**What the task asks:** Write the records out once more, exactly as they appear below.

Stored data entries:
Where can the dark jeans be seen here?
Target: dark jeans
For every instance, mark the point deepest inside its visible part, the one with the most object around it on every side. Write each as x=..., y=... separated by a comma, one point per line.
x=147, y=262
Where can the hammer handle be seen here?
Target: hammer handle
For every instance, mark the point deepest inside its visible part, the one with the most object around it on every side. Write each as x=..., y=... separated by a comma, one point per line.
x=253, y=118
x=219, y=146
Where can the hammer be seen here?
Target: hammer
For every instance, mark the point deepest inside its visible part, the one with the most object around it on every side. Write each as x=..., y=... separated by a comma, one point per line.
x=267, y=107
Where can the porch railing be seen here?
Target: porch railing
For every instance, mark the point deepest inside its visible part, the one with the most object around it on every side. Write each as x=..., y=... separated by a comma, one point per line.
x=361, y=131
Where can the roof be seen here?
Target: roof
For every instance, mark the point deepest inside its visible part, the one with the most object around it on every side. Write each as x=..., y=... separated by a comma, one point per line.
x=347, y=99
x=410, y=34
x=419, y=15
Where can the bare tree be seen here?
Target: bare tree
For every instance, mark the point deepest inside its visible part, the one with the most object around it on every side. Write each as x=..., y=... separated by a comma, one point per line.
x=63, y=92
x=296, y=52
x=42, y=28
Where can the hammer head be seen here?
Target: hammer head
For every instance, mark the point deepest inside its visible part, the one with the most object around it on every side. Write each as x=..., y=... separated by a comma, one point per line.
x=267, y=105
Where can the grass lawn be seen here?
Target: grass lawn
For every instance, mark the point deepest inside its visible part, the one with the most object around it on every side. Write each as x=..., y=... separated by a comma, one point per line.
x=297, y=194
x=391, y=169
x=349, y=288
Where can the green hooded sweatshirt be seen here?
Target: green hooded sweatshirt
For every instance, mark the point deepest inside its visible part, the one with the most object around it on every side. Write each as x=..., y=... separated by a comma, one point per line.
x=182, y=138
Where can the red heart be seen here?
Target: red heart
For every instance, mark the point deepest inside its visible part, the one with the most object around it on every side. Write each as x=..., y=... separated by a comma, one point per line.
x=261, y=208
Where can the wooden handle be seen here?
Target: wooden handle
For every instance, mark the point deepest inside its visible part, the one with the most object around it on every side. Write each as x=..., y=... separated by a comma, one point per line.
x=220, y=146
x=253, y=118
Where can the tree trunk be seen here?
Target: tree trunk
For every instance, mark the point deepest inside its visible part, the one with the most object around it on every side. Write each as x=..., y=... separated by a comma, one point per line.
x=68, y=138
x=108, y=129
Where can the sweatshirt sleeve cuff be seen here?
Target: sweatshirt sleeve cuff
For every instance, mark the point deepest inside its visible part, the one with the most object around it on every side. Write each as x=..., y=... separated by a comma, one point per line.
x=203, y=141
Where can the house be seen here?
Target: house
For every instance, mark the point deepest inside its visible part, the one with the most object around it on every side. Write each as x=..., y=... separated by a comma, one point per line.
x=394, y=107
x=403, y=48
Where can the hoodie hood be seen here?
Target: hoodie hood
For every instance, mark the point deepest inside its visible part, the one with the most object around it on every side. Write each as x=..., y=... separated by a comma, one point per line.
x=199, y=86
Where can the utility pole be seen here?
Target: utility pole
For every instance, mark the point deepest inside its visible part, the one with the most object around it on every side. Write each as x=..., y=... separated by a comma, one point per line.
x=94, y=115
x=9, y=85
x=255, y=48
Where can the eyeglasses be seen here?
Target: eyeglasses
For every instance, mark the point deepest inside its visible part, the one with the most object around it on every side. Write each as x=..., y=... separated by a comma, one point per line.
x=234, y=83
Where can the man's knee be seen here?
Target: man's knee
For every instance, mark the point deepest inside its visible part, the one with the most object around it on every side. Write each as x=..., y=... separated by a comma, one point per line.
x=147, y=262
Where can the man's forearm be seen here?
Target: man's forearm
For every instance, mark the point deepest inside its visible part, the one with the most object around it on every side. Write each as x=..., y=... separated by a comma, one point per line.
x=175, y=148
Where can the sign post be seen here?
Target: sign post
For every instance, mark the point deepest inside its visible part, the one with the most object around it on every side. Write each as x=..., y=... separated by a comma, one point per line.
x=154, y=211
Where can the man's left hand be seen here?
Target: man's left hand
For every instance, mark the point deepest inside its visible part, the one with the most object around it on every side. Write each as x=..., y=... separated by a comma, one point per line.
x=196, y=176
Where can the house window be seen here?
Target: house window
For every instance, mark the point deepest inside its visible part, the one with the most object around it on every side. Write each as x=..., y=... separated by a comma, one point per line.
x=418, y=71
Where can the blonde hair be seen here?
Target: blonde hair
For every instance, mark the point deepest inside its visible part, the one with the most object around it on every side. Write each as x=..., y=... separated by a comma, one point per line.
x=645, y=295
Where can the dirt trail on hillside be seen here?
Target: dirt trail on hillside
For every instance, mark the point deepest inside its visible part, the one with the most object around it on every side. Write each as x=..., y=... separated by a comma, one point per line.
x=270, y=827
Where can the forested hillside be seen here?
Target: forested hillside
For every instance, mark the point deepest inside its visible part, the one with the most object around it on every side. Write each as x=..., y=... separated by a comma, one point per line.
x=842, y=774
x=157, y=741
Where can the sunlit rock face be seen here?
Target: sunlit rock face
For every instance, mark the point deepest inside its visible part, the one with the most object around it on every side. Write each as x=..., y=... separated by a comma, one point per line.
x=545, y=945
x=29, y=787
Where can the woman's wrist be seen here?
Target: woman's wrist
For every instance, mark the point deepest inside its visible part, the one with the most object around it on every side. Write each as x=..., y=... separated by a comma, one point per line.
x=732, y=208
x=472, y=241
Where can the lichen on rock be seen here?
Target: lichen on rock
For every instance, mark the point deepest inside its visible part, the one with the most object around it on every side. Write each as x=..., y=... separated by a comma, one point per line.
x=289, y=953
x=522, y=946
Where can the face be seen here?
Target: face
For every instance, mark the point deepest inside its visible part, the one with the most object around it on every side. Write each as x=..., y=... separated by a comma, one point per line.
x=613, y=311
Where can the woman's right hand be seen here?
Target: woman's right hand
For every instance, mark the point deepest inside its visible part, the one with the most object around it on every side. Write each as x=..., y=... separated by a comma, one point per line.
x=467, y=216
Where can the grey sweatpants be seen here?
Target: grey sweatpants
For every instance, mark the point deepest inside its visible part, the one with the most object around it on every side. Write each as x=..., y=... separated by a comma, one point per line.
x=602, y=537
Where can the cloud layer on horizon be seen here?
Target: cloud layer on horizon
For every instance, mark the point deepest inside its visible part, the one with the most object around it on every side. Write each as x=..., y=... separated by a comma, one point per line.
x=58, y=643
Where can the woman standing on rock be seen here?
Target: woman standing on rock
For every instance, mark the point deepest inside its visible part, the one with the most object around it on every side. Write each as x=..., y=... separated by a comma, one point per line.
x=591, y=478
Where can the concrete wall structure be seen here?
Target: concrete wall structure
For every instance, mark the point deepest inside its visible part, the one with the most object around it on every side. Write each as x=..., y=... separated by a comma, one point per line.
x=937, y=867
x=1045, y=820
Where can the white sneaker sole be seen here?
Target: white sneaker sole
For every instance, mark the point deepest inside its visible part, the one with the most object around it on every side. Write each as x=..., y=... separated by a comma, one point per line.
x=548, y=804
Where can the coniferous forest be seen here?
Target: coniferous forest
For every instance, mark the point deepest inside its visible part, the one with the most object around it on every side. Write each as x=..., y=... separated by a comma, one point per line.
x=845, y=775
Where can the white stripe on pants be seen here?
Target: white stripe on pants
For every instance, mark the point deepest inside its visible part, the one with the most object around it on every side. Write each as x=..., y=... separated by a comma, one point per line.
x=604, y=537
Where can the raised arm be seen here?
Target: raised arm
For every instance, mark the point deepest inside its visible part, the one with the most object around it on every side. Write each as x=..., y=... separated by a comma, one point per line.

**The answer:**
Where can the dark jeans be seen here?
Target: dark jeans
For every instance, mark the point deepest inside its visible part, the one with the most object around it on every side. Write each as x=..., y=... separated by a comma, one point per line.
x=147, y=262
Where can the hammer handle be seen here?
Target: hammer handle
For every instance, mark the point deepest inside its visible part, the one with the most object around it on every side. Write each as x=..., y=... separated by a comma, one point per line.
x=253, y=118
x=219, y=146
Where can the hammer be seen here?
Target: hammer
For every instance, mark the point deepest inside its visible part, the one with the most object around it on every side. Write each as x=..., y=... separated by a comma, one point per line.
x=267, y=107
Where can the porch railing be seen here?
Target: porch railing
For every instance, mark the point deepest inside its visible part, the one with the most object around it on every side. Write each as x=..., y=... separated by a comma, one point per line.
x=361, y=131
Where can the roof be seen here?
Target: roof
For every instance, mark the point deepest inside its visible part, the one with the most object around it on every side. Write each as x=..., y=... separated by a comma, one point per line.
x=347, y=99
x=410, y=34
x=419, y=15
Where can the bare tree be seen here?
Target: bare tree
For every instance, mark the point deepest inside its visible part, the one with the most object around it on every side. Write each as x=..., y=... separated by a comma, one point per line.
x=63, y=92
x=296, y=52
x=42, y=28
Where can the hammer head be seen here?
Target: hammer head
For every instance, mark the point deepest inside its visible part, the one with the most object around it on every side. Write each as x=..., y=... separated by a comma, one point per line.
x=267, y=105
Where can the grass lawn be seen here?
Target: grass lawn
For every instance, mark the point deepest inside its visible part, the one with the most object around it on every side. Write each as x=..., y=... separated by a comma, one point per line.
x=297, y=194
x=391, y=169
x=349, y=288
Where can the green hooded sweatshirt be seen here?
Target: green hooded sweatshirt
For every instance, mark the point deepest inside its visible part, the one with the most object around it on every side. Write each as x=..., y=... separated by a comma, one point per line.
x=182, y=138
Where can the red heart be seen here?
Target: red heart
For every instance, mark the point deepest inside its visible part, the one with the most object around it on every side. Write each as x=..., y=... separated by a comma, one point per line.
x=261, y=208
Where can the wooden handle be seen here?
Target: wooden handle
For every instance, mark the point deepest inside its visible part, the one with the most object around it on every side. Write each as x=..., y=... separated by a comma, one point per line.
x=220, y=146
x=253, y=118
Where can the tree trunk be seen here?
Target: tree trunk
For every instance, mark the point deepest inside its visible part, the one with the most object around it on every side. Write each as x=..., y=... separated by a comma, one point per line.
x=68, y=138
x=108, y=129
Where can the sweatshirt sleeve cuff be seen here?
Target: sweatshirt sleeve cuff
For every instance, mark the point deepest inside its visible part, the one with the most object around it on every side. Write each as x=..., y=... separated by a comma, one point per line.
x=203, y=141
Where can the house be seen here?
Target: house
For every instance, mark the point deepest inside its visible part, the one with the most object around it on every side. Write each as x=..., y=... separated by a comma, one point per line.
x=394, y=107
x=403, y=48
Where can the hoodie hood be seen here?
Target: hoodie hood
For every instance, mark the point deepest inside its visible part, the one with the most object around it on every side. Write each as x=..., y=... separated by a comma, one point per line.
x=199, y=86
Where can the utility pole be seen here?
Target: utility pole
For every instance, mark the point deepest inside its visible part, the one with the most object around it on every side. Write each as x=..., y=... separated by a comma, one point per line.
x=94, y=115
x=9, y=85
x=255, y=48
Where can the eyeglasses be seen here?
Target: eyeglasses
For every instance, mark the point deepest inside its visible part, the one with the most object around it on every side. Write each as x=..., y=... separated by a comma, one point per line.
x=234, y=83
Where can the man's knee be seen here?
Target: man's knee
For every instance, mark the point deepest inside its visible part, the one with the most object around it on every side. Write each as x=..., y=... separated by a comma, one point per line.
x=147, y=262
Where can the man's forearm be seen here?
Target: man's forearm
For every instance, mark the point deepest inside its visible part, the one with the most object around it on every side. Write each as x=..., y=... separated by a comma, one point per line.
x=175, y=148
Where can the sign post be seen here?
Target: sign post
For every instance, mark the point deepest inside its visible part, the one with the most object around it on every side. Write each as x=..., y=... separated by a comma, one point per line.
x=154, y=211
Where can the man's left hand be seen here?
Target: man's left hand
For every instance, mark the point deepest inside its visible part, the one with the most object around it on every side. Write each as x=..., y=... separated by a comma, one point per line.
x=196, y=176
Where can the house window be seen here?
Target: house window
For every instance, mark the point deepest inside its visible part, the one with the most object around it on every side. Write each as x=..., y=... separated by a comma, one point per line.
x=418, y=71
Where can the blonde hair be seen here?
Target: blonde hair
For every instance, mark the point deepest inside its visible part, the one with the most object around it on every side. Write each as x=..., y=... separated by a comma, one point per line.
x=645, y=295
Where can the dirt trail on hillside be seen here?
Target: dirt trail on hillside
For every instance, mark the point deepest inside its visible part, the one with the most object around it on every side. Write each as x=..., y=... separated by a comma, one point per line.
x=270, y=827
Where can the forested hillside be seen here?
Target: forested hillside
For every instance, mark the point deepest inside its visible part, the one with the most object around it on every side. Write each as x=..., y=... separated by a comma, one point per line.
x=842, y=774
x=157, y=741
Where can the sunlit rock face be seen here?
Target: sunlit rock face
For every instance, mark the point deepest inside its visible part, the one with the most object around it on every side. Write each as x=..., y=... separated by a comma, one point per line.
x=545, y=945
x=29, y=787
Where can the woman's wrist be seen here?
Target: woman's wrist
For every instance, mark the point deepest inside its visible part, the one with the most object around it on every side. Write each as x=..., y=... separated by a comma, one point per line.
x=732, y=208
x=472, y=241
Where can the lichen on rock be seen here?
Target: lichen on rock
For every instance, mark the point deepest inside its visible part, the one with the most object around it on every side. Write each as x=..., y=... separated by a comma, one point per line.
x=289, y=953
x=522, y=946
Where can the face be seen here?
Target: face
For every instance, mark the point deepest inside its visible part, the one with the most object around it on every side. Write each as x=..., y=... separated by a comma, one point per line.
x=613, y=311
Where can the woman's right hand be seen here?
Target: woman's right hand
For every instance, mark the point deepest inside its visible part, the one with the most object around it on every side. Write each as x=..., y=... separated by a comma, one point per line.
x=467, y=216
Where can the grey sweatpants be seen here?
Target: grey sweatpants
For every instance, mark the point deepest inside its visible part, the one with the most object around it on every side. Write each as x=..., y=... separated by a comma, one point per line.
x=602, y=537
Where can the cloud layer on horizon be seen here?
Target: cloud layer on horizon
For every instance, mark the point deepest inside its visible part, the one with the most object around it on every side. Write each as x=..., y=... separated by a comma, one point per line.
x=58, y=643
Where can the woman standing on rock be seen here?
Target: woman standing on rock
For every instance, mark the point deepest inside its visible part, the one with the most object around it on every side. Write each as x=..., y=... separated by a comma, one point per line.
x=591, y=478
Where can the concrete wall structure be seen here?
Target: concrete wall structure
For every instance, mark the point deepest inside its visible part, the one with the most object around it on every side. Write each as x=..., y=... separated by a comma, one point per line.
x=937, y=867
x=1045, y=820
Where can the white sneaker sole be seen here?
Target: white sneaker sole
For every instance, mark the point deepest inside its visible part, the one with the most object around it on every side. Write each as x=..., y=... separated by a comma, one point per line.
x=548, y=804
Where can the coniferous forest be seen here?
Target: coniferous forest
For every instance, mark the point deepest inside its visible part, the one with the most object around it on every side. Write each as x=..., y=... separated by a comma, one point per line.
x=845, y=775
Where can the white stripe on pants be seen here?
Target: white stripe on pants
For every instance, mark the point deepest inside its visible part, the one with the most object around it on every side. Write each as x=..., y=... separated by a comma, one point per line.
x=604, y=537
Where can the raised arm be seen here?
Target: raised arm
For every instance, mark the point deepest inside its visible part, the one with the most object around it on every side. Write each as x=..., y=... separated by a comma, one point per line.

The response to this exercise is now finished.